**Problem requirements**.
Give back exactly the lines of the material below, starting with the line with "Target: white pickup truck" and going on through the line with "(format x=151, y=26)".

========================================

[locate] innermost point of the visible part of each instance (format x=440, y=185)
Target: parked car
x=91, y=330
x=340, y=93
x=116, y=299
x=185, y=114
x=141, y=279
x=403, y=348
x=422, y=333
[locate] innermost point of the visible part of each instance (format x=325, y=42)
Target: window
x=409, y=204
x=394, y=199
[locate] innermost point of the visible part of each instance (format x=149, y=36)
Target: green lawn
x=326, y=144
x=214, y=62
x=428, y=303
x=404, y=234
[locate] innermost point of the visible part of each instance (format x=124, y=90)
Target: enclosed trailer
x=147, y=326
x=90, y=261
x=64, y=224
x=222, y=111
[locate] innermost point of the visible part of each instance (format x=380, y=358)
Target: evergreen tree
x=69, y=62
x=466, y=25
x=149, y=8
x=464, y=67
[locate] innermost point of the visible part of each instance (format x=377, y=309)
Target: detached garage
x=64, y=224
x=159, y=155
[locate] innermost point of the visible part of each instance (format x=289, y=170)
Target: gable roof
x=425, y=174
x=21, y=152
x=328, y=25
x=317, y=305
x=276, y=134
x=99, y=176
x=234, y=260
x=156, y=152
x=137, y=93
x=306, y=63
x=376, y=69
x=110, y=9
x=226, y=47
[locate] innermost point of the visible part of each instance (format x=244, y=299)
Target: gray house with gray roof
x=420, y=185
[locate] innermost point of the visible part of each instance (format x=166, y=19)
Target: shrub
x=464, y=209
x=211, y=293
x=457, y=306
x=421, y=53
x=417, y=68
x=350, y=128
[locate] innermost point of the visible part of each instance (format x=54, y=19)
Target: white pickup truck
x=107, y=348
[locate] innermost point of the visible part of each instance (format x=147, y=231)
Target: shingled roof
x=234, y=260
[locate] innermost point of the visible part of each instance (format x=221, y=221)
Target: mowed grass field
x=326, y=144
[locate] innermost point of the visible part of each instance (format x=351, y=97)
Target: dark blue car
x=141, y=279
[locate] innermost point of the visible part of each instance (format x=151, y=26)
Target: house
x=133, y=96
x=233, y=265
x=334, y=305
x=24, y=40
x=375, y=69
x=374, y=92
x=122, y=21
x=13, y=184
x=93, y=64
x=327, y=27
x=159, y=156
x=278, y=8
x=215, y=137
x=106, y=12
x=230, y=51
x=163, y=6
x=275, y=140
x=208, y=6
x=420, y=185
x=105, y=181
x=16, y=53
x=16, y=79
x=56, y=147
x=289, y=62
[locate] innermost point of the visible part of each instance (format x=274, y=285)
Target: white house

========================================

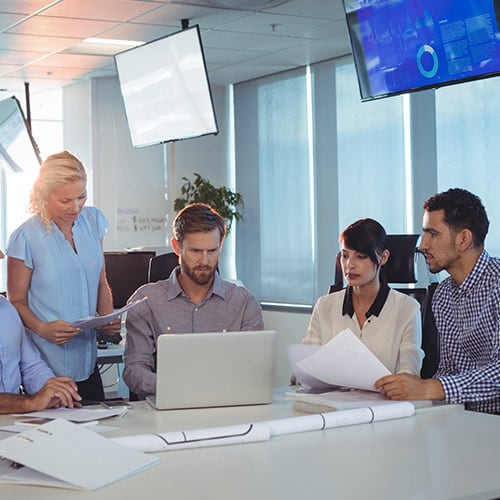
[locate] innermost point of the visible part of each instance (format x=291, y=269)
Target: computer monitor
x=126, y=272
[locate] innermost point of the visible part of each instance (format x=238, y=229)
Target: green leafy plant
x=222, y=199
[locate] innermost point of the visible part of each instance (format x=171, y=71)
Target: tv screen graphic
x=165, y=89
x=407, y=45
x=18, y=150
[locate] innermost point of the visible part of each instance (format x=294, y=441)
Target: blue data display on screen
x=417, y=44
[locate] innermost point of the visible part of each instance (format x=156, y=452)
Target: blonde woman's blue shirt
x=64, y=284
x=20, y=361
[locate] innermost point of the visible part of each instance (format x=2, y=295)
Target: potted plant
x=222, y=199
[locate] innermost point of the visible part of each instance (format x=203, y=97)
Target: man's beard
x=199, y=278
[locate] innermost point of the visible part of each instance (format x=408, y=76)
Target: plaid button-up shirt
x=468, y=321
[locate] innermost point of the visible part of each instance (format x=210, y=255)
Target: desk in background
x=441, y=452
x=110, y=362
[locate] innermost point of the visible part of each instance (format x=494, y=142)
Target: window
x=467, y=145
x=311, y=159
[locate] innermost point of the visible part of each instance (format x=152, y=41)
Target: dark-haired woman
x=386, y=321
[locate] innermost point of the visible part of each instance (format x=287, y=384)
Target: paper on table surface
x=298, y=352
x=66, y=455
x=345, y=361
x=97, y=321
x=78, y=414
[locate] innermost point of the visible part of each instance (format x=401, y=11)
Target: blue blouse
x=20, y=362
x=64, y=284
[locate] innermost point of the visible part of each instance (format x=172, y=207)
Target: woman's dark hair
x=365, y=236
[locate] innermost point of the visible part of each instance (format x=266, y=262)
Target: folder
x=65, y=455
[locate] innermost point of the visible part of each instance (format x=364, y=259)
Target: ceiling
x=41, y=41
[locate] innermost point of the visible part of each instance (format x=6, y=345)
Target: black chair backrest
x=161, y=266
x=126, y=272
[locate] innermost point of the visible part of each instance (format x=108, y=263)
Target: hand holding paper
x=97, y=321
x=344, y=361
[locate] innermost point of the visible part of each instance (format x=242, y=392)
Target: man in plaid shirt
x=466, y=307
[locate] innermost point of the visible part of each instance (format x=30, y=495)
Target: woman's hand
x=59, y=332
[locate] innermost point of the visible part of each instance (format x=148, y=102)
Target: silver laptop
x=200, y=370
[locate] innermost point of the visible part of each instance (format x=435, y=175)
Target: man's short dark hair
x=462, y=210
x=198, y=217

========================================

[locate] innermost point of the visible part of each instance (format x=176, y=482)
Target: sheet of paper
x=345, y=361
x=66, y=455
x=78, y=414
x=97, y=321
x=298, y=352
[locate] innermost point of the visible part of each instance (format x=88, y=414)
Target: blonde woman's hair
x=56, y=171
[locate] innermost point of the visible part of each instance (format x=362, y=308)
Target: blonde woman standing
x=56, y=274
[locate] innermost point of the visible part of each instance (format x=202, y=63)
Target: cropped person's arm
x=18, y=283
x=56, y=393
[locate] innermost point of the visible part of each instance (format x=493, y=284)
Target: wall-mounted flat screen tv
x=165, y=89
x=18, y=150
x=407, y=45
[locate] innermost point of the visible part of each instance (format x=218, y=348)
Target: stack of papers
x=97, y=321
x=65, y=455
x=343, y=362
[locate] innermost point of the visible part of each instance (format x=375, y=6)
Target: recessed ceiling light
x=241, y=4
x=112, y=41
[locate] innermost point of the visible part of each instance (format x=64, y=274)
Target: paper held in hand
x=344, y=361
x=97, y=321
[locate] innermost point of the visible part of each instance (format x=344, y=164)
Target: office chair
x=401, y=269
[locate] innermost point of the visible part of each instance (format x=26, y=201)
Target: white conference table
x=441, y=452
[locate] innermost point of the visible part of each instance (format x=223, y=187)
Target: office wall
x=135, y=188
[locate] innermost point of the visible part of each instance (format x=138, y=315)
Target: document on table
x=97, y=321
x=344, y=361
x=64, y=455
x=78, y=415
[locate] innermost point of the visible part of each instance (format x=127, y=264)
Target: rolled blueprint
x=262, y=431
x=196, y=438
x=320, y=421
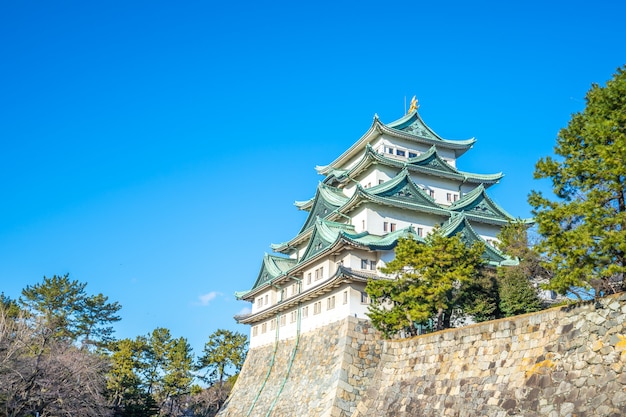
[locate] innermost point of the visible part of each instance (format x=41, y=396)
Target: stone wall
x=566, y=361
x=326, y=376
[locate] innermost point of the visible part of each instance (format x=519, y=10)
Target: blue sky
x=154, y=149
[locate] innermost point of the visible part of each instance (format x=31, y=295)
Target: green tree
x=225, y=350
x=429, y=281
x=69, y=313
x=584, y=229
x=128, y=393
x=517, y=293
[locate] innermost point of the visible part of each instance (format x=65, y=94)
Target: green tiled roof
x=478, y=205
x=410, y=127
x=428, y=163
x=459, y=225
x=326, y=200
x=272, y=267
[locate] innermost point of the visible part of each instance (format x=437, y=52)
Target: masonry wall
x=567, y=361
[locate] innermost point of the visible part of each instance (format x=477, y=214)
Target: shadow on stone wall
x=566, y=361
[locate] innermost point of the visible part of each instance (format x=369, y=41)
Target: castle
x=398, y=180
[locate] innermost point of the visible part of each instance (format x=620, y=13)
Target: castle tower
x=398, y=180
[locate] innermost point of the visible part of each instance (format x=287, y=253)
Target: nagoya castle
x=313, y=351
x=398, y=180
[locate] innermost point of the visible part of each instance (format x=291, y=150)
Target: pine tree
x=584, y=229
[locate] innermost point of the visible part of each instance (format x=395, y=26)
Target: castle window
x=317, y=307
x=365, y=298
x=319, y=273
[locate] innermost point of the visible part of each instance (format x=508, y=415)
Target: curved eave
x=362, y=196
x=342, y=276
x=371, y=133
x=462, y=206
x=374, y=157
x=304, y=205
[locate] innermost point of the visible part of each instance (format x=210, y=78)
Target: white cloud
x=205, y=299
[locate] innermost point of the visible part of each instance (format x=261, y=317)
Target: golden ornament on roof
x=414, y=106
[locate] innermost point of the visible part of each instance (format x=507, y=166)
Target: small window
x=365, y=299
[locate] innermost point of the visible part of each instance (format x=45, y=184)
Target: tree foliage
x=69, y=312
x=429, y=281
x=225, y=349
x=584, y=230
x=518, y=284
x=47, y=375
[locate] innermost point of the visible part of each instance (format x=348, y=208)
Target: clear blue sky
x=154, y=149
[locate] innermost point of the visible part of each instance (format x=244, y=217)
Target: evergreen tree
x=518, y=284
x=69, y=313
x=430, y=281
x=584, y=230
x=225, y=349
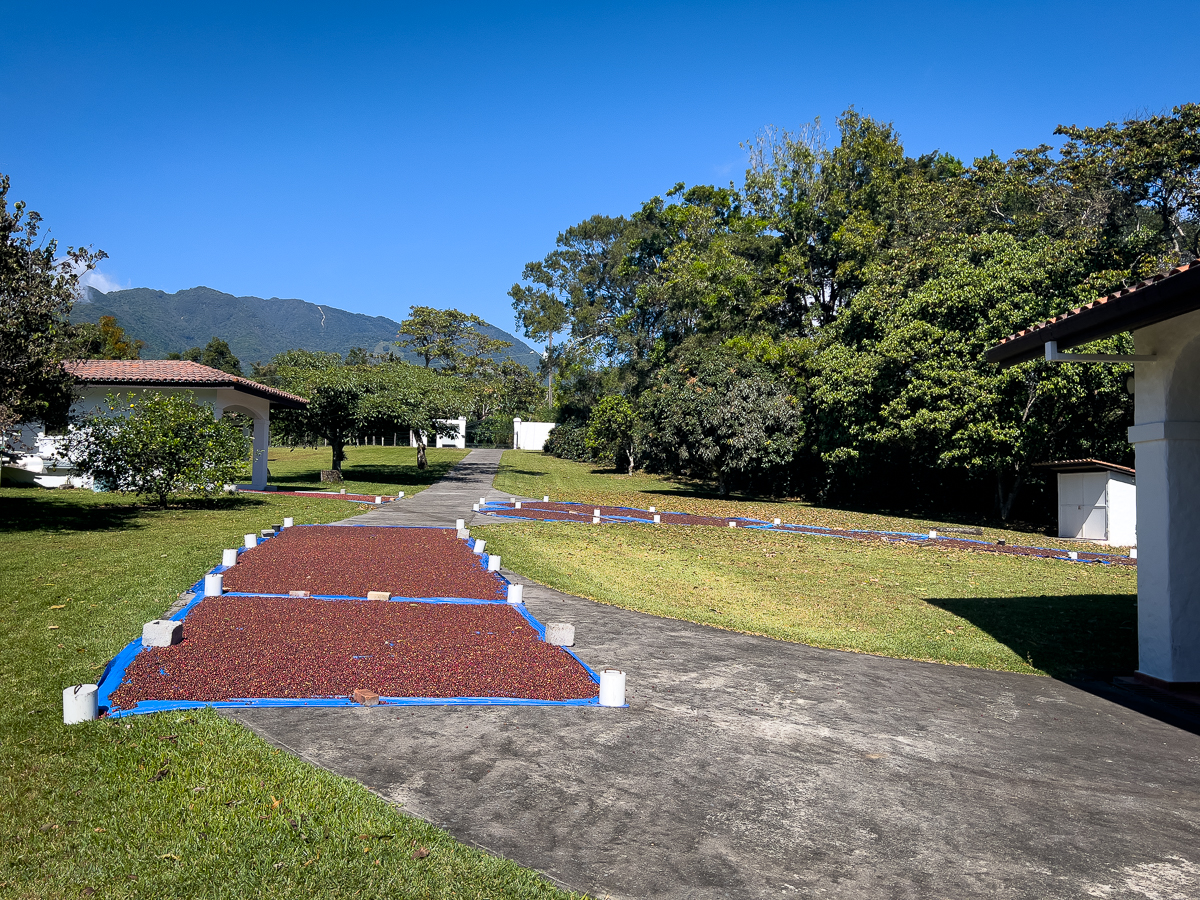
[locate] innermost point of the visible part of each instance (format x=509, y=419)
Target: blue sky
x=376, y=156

========================================

**Answer for the task**.
Target: white pickup truck
x=107, y=348
[locate] innermost point of the visible part of each instance (format x=147, y=231)
Target: shingled roof
x=234, y=260
[locate] innermost point of the visible part of each instance (format x=221, y=221)
Target: mowed grass field
x=326, y=144
[locate] innermost point of the visible part of each instance (format x=351, y=97)
Target: dark blue car
x=141, y=279
[locate] innermost point of the visible part of each instance (format x=151, y=26)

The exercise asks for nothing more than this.